§ **TASK STATEMENT**
Can you resume the passage about the book Strong Fathers, Strong Daughters, carrying it on from its final sentence?

§ **EXTRACT**
I’ve always taken Dave’s advice very seriously and have put much of it into practice. I’ve always known that this is a book that I want to read, but I didn’t have a daughter so I didn’t really have a reason to read it. I’ve even bought the book in the past to give out as a gift to a new father of a daughter.
The book is called, Strong Fathers, Strong Daughters: 10 Secrets Every Father Should Know. It is written by Meg Meeker, M.D., who has more than twenty years of experience in pediatric and adolescent medicine and counseling teens and parents. One of the several hundred positive reviews for this book on Amazon reads like this:
My husband and I label this book as a “must read” for any daddy raising a daughter! We never realized the impact a father has on setting the course for his daughter’s life until reading this book. It heightens the motivation to be that special man in your daughter’s eyes. The author had a wonderful way of touching our hearts and opening our eyes to the role played by the father.
I bought this book via my Kindle app on my Android phone the day after my daughter was born, while we were still in the hospital. I couldn’t wait until we got out. I started reading and got through 33% of the book before we even left the hospital. It is that good! How do I know I got through exactly 33% you ask? Because my Kindle app told me! If you haven’t tried reading on a Kindle or with a Kindle app yet, you should give it a try. It is awesome. After reading a third of the book, I can tell you that this book is not a drag or a bore like you might expect from a self-help type book. Dr. Meeker does a fabulous job of mixing common sense advice from a girl’s perspective towards dads with real anecdotal stories from her years of experience with counseling troubled teens and their parents.

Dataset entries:

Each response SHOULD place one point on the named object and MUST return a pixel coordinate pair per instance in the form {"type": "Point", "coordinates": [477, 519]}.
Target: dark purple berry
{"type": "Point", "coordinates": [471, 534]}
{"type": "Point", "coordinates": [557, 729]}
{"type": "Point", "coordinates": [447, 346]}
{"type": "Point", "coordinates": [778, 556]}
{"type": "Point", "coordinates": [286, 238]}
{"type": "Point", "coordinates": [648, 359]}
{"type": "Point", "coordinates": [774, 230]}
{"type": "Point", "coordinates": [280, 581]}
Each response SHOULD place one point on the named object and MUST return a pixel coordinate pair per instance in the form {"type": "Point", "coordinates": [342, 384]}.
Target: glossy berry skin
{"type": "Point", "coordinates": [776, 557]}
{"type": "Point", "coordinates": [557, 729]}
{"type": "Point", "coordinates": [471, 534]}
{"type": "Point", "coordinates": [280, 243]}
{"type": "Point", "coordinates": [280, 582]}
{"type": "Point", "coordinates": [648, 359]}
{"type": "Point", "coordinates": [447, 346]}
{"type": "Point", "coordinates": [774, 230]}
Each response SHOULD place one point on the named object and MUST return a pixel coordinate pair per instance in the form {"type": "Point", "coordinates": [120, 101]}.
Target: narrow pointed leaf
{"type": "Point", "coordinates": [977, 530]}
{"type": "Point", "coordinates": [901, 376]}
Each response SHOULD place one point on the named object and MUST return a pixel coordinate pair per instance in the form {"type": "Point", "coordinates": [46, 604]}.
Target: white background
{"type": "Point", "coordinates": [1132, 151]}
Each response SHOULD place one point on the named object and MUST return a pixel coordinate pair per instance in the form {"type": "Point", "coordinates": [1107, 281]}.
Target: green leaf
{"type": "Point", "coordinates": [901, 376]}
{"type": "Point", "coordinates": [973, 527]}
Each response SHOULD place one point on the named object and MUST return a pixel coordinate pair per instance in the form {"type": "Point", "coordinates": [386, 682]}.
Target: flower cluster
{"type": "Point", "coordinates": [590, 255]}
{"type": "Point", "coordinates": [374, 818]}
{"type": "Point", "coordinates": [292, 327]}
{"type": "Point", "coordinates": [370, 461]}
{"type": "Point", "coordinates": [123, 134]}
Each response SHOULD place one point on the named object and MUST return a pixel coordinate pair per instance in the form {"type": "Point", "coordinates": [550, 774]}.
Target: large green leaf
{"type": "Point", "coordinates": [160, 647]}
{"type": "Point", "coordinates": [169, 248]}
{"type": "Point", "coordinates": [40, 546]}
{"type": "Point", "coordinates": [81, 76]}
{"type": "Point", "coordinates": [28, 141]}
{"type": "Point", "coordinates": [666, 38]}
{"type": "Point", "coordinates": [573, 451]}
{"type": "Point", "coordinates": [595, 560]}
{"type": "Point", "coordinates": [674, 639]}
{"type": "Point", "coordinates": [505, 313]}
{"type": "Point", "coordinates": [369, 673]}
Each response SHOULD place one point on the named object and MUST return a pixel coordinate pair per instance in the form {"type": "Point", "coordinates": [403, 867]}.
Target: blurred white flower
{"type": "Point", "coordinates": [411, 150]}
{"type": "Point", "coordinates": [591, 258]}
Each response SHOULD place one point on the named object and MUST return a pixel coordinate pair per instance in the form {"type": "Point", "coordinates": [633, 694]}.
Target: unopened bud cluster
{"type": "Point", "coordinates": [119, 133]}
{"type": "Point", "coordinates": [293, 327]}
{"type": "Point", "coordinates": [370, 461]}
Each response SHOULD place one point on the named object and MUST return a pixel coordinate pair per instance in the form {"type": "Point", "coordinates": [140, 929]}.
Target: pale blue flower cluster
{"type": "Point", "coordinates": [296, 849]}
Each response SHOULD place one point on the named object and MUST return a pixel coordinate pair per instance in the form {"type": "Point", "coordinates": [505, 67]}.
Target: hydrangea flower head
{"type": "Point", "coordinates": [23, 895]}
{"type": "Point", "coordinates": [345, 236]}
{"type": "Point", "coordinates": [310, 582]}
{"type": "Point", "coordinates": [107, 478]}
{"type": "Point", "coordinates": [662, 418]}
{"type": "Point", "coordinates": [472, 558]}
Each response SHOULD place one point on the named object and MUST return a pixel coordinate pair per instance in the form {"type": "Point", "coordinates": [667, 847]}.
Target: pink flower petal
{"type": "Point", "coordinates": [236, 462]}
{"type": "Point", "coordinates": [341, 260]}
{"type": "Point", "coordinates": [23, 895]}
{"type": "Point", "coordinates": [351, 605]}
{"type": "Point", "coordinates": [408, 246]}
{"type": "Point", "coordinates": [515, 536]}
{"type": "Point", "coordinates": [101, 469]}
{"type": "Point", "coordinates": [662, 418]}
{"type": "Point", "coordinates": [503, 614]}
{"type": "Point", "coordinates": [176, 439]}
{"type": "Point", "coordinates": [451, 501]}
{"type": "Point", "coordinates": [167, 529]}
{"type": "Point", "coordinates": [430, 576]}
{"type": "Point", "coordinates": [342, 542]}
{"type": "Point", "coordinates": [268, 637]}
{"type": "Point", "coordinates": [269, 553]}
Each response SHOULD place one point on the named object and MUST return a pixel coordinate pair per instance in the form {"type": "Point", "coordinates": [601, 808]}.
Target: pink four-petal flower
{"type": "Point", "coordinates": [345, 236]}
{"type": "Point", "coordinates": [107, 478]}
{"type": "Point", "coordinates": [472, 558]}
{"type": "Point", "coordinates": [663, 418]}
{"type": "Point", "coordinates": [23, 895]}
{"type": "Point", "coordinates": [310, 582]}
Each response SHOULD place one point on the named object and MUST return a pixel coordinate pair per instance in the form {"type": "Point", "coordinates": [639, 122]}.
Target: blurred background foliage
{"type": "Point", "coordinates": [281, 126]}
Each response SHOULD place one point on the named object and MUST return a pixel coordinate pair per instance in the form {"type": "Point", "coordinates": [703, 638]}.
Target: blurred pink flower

...

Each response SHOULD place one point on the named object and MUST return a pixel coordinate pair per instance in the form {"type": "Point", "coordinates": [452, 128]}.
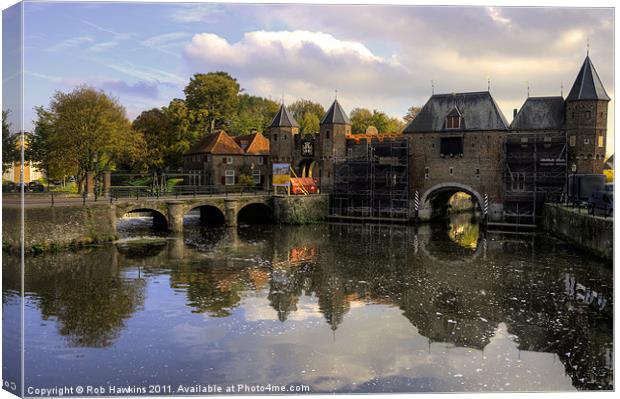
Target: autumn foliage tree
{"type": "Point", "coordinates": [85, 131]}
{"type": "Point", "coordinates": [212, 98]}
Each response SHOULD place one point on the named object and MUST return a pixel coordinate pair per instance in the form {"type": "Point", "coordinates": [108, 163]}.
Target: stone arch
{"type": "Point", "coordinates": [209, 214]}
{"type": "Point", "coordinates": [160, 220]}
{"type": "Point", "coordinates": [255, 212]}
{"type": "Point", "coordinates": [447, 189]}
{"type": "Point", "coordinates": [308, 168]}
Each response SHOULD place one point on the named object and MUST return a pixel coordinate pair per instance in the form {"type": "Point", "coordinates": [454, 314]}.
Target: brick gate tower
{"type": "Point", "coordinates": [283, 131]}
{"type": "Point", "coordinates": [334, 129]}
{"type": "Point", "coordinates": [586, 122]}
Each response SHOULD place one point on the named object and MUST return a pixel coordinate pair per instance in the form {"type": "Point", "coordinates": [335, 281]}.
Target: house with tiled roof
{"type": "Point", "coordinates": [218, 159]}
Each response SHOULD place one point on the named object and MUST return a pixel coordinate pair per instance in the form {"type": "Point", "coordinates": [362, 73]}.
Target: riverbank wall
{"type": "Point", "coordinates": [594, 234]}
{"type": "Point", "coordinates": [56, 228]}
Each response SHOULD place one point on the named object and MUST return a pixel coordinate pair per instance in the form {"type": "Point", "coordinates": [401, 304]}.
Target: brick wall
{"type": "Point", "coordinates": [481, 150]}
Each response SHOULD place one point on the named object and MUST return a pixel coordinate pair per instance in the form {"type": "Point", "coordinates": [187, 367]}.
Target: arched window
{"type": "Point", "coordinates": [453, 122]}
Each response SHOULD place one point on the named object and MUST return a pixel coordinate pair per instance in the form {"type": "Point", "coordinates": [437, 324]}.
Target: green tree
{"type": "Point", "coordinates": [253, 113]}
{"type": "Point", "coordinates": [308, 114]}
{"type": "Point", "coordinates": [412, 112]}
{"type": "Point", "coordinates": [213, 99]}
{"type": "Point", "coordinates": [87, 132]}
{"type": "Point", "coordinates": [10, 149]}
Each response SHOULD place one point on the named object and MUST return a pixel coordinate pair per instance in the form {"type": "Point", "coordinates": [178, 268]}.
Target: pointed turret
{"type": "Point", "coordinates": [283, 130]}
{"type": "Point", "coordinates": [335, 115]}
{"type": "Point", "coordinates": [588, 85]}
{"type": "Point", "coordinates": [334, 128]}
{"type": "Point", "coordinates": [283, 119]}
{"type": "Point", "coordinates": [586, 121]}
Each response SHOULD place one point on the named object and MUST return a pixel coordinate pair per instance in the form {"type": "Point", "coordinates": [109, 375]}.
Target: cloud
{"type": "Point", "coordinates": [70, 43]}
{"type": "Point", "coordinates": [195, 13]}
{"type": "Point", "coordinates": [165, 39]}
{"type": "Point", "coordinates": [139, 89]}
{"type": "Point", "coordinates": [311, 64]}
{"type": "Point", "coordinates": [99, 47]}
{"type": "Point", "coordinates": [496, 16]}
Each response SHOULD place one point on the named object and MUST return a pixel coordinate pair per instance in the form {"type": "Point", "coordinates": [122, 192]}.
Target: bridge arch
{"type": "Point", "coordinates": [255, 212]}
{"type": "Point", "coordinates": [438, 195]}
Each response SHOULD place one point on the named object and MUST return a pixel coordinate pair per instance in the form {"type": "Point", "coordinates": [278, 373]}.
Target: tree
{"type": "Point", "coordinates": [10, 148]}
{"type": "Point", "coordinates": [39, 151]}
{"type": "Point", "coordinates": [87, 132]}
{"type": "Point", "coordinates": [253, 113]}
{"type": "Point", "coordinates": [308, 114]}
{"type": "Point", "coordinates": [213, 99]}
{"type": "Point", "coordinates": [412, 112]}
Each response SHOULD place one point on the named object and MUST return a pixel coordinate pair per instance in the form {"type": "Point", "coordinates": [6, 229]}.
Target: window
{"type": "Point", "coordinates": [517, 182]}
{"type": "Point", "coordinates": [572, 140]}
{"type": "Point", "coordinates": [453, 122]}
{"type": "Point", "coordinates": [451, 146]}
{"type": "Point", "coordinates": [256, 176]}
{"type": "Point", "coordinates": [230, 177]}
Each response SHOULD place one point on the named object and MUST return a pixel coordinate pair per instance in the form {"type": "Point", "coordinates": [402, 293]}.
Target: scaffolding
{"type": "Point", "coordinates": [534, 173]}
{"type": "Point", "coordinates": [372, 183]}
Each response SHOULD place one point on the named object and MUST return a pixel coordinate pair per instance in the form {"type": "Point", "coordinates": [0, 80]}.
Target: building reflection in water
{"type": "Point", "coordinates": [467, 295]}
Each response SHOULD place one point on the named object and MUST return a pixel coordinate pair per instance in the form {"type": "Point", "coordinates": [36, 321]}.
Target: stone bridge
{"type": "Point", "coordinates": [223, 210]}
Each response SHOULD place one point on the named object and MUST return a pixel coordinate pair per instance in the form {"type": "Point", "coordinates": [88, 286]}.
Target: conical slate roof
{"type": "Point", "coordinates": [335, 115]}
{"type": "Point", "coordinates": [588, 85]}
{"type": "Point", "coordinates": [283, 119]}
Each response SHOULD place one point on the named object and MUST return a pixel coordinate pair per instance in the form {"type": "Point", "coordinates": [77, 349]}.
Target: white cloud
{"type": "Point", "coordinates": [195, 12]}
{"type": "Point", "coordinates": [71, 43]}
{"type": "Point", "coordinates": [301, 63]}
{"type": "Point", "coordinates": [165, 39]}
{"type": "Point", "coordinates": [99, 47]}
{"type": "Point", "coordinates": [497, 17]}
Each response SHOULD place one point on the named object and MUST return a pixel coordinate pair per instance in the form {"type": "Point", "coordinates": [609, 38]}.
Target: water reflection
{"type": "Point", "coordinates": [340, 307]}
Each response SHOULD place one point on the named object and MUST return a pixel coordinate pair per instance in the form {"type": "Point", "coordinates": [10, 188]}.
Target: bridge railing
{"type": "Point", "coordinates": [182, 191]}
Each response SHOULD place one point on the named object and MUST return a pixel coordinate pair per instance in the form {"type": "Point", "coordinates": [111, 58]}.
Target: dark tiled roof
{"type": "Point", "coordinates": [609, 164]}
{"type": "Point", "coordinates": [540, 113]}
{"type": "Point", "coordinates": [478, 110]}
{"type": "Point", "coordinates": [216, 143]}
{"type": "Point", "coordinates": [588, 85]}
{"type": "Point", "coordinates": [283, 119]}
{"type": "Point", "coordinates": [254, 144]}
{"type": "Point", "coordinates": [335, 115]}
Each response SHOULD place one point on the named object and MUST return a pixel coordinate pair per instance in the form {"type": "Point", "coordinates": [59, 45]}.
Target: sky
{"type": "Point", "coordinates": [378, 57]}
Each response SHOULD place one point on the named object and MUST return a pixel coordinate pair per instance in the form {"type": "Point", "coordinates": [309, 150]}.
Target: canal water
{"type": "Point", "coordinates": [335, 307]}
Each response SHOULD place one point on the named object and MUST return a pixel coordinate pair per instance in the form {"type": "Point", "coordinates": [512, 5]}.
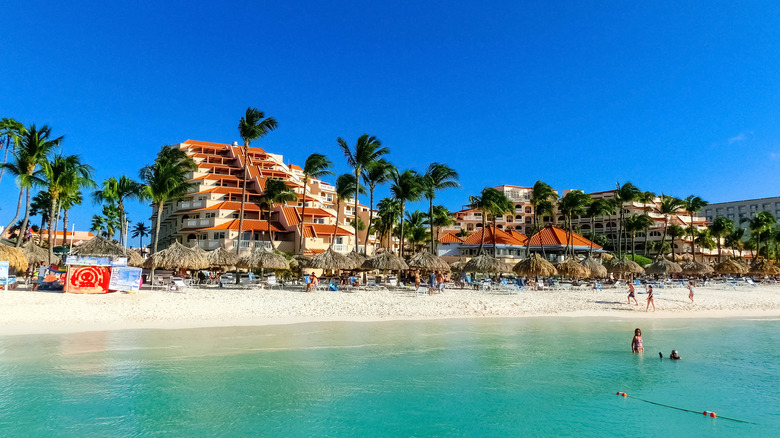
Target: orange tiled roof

§ **SOLVED PROBLEM**
Changing My Parenting Mindset
For me, raising a couple of boys was easy. I am a boy. I know how boys think. I remember what I was like even as a young child. I can totally relate to everything that my sons are going through. Having a daughter is really a complete game changer for me. Sure, I’ve had plenty of girls in my life. I have two younger sisters, a mother, grandmothers, friends, classmates and even a wife. But I’ve never had a little girl who looks up to me as her one and only father. I’ve been a father figure before, but being a true father of a daughter is the real deal. There are things that I don’t know and things that I want to learn.
After having started to read Strong Fathers, Strong Daughters, I realize that there is so much I didn’t know about what goes on inside the head of a little girl. I am very glad that this book came as such a high recommendation by Dave Ramsey. There are tons of daddy/daughter books out there, and I’m sure I will read more over the years. But I’m grateful that I got this one first, to start a solid foundation for being the best father possible to my new daughter. I already know that this is a book I will be reading every couple of years as my daughter grows older. After learning the profound effect that a father has on a daughter, more of an effect than anybody else, I’ve realized the importance of getting this right. Being the best daddy ever to my daughter is something that I can’t screw up. I will continue to educate myself over the years by reading books like this and other materials that I can find.
Readers: Have you heard of or even read this book yourself? What did you think if you did? Any advice for a new daddy of a daughter, either money advice or life advice in general?